Data provided ::
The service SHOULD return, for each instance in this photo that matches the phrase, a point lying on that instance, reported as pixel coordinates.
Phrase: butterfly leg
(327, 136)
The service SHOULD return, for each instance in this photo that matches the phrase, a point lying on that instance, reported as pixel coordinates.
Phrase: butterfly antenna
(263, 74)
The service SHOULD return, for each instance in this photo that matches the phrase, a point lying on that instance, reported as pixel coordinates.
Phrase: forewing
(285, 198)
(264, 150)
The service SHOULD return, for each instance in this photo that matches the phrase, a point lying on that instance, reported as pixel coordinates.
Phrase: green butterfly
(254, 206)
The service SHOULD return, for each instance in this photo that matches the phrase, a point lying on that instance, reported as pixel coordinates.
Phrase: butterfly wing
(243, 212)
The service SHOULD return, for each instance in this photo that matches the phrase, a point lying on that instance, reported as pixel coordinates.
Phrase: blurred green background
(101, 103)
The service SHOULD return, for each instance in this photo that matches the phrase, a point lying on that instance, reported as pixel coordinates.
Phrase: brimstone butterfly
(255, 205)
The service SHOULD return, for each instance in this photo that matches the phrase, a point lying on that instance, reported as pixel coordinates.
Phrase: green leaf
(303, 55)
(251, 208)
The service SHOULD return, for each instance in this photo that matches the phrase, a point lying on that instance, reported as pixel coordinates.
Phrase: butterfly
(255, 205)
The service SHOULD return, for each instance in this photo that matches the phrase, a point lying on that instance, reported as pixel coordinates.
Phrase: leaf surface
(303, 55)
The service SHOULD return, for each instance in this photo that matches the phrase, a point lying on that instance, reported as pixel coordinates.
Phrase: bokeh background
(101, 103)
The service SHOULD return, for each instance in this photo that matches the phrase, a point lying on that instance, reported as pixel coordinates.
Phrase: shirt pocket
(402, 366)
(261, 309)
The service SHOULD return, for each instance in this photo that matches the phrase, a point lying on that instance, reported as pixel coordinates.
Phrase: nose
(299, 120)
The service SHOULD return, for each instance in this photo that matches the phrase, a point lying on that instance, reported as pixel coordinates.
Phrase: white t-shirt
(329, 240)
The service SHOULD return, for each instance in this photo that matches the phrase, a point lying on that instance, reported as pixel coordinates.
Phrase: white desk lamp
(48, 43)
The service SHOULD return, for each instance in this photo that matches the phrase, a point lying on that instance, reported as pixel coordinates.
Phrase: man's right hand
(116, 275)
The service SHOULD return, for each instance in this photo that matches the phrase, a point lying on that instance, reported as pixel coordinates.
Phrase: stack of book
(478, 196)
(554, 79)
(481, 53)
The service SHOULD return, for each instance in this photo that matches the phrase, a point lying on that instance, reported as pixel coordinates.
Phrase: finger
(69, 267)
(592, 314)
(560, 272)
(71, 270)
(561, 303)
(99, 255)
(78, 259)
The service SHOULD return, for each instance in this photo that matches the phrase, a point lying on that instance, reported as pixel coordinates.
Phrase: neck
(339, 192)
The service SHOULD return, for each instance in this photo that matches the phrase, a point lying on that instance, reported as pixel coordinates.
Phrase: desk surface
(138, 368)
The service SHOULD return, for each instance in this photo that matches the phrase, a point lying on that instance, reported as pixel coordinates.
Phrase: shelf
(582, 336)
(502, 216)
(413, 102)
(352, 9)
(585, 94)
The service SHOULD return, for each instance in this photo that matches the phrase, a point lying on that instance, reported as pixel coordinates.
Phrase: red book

Directions ::
Count the lines in the entries above that contain the string "surface", treating uppercase and lowercase as different. Reply with the number alone.

Result of this task ::
2